TAREFA A CUMPRIR 1: Como fica em inglês esta frase do texto sobre O Gambito da Rainha: "Deve ser por isso que a comunidade enxadrista ficou tão ansiosa quando a Netflix anunciou que lançaria a minissérie “O Gambito da Rainha” em outubro de 2020."?
TAREFA A CUMPRIR 2:
Responda, com base no texto sobre O Gambito da Rainha:
(a) Qual esporte o texto aponta como o mais popular no mundo?
(b) Em que ano saiu o livro de Walter Trevis em que a minissérie se baseia?
(c) Em que décadas Beth Harmon aprende a jogar xadrez no orfanato?
TAREFA A CUMPRIR 3: Repita o trecho do texto sobre O Gambito da Rainha que começa nas palavras "Fazer um trabalho" e para logo depois de "o campeão mundial.".

TRECHO DE ORIGEM:
========================================
Por Davi Paiva
ATENÇÃO: CONTÉM SPOILERS!!!
Fazer um trabalho audiovisual sobre jogos de tabuleiro é mais difícil do que parece. Não é como um filme sobre futebol, que é o esporte mais popular no mundo, não é como baseball ou basquete, populares nos EUA, e nem é como um filme de boxe ou MMA, onde qualquer pessoa entende que um soco na cara é um sinal que o agressor está vencendo.
Deve ser por isso que a comunidade enxadrista ficou tão ansiosa quando a Netflix anunciou que lançaria a minissérie “O Gambito da Rainha” em outubro de 2020. A minissérie é baseada no livro homônimo de Walter Trevis em 1983 e conta a história de Beth Harmon, uma garota órfã que aprende a jogar xadrez nos anos 50 e 60 em um orfanato e vai galgando degraus com o passar do tempo no esporte até alcançar o direito de desafiar o campeão mundial.
========================================
(Itens guardados de uma coleção)
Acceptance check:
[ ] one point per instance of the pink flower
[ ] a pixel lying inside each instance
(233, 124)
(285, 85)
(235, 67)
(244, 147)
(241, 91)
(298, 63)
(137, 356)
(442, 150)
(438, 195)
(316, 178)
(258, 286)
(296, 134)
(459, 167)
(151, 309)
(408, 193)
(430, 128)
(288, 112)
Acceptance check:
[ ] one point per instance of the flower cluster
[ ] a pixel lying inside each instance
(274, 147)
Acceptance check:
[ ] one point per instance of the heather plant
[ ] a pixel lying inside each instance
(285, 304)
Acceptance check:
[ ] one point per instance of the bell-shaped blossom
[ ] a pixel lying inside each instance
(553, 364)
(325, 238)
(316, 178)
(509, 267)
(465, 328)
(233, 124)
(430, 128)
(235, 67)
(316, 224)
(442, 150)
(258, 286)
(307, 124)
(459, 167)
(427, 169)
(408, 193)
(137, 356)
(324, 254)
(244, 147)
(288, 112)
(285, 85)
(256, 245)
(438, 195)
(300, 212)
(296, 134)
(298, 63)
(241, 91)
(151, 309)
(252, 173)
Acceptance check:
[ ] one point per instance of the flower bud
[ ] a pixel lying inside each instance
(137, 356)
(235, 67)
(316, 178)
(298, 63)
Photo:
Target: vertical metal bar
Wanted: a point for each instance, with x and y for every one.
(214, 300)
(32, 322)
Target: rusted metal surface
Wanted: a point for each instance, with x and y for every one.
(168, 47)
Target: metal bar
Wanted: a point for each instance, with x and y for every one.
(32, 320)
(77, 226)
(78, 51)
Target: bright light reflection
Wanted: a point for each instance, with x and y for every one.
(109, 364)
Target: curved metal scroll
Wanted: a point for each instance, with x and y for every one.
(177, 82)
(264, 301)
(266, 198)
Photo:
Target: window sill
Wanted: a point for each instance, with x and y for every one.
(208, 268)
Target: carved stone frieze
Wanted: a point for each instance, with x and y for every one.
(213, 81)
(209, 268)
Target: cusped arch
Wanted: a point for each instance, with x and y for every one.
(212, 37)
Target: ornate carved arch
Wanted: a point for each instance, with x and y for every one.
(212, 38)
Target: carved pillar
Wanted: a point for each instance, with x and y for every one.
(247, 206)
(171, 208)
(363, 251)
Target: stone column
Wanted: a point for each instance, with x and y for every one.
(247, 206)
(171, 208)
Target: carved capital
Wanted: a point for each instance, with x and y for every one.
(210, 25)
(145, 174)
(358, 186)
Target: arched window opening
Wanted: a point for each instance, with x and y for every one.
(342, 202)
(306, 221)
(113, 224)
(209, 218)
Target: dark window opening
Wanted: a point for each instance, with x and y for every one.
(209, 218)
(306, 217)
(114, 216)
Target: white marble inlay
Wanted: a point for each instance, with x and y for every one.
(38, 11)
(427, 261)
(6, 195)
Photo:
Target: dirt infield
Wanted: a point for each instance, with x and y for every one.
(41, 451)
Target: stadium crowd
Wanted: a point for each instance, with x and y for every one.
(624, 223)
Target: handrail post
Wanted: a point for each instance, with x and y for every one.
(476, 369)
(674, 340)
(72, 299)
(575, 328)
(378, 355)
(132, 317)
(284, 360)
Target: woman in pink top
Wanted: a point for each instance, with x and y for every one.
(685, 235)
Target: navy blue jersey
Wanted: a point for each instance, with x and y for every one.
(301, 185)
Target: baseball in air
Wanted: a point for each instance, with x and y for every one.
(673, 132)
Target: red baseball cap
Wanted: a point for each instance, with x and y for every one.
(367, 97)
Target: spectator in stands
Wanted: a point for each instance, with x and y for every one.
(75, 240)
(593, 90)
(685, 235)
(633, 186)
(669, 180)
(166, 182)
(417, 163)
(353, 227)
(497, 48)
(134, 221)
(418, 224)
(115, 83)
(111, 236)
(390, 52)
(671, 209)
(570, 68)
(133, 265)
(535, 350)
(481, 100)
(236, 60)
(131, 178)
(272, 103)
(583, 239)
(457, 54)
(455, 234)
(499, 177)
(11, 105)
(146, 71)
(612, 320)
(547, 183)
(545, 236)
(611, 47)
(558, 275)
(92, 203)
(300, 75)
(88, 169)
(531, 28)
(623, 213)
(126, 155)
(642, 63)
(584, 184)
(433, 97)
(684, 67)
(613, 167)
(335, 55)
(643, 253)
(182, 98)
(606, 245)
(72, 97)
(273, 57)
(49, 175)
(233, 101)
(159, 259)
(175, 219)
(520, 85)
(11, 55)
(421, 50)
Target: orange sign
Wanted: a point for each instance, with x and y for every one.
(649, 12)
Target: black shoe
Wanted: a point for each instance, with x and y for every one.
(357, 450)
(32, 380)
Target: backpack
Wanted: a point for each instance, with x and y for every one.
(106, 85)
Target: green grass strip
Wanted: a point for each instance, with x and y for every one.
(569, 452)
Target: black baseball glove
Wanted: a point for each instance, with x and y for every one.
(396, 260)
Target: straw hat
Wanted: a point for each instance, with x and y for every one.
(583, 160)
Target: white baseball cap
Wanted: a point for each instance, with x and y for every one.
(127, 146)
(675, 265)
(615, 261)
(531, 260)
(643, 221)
========================================
RESPOSTA DO EXERCÍCIO 1: That must be why the chess community was so anxious when Netflix announced that it would release the miniseries "The Queen's Gambit" in October 2020.

RESPOSTA DO EXERCÍCIO 2:
(a) O futebol.
(b) Em 1983.
(c) Nos anos 50 e 60.

RESPOSTA DO EXERCÍCIO 3:
Fazer um trabalho audiovisual sobre jogos de tabuleiro é mais difícil do que parece. Não é como um filme sobre futebol, que é o esporte mais popular no mundo, não é como baseball ou basquete, populares nos EUA, e nem é como um filme de boxe ou MMA, onde qualquer pessoa entende que um soco na cara é um sinal que o agressor está vencendo.
Deve ser por isso que a comunidade enxadrista ficou tão ansiosa quando a Netflix anunciou que lançaria a minissérie “O Gambito da Rainha” em outubro de 2020. A minissérie é baseada no livro homônimo de Walter Trevis em 1983 e conta a história de Beth Harmon, uma garota órfã que aprende a jogar xadrez nos anos 50 e 60 em um orfanato e vai galgando degraus com o passar do tempo no esporte até alcançar o direito de desafiar o campeão mundial.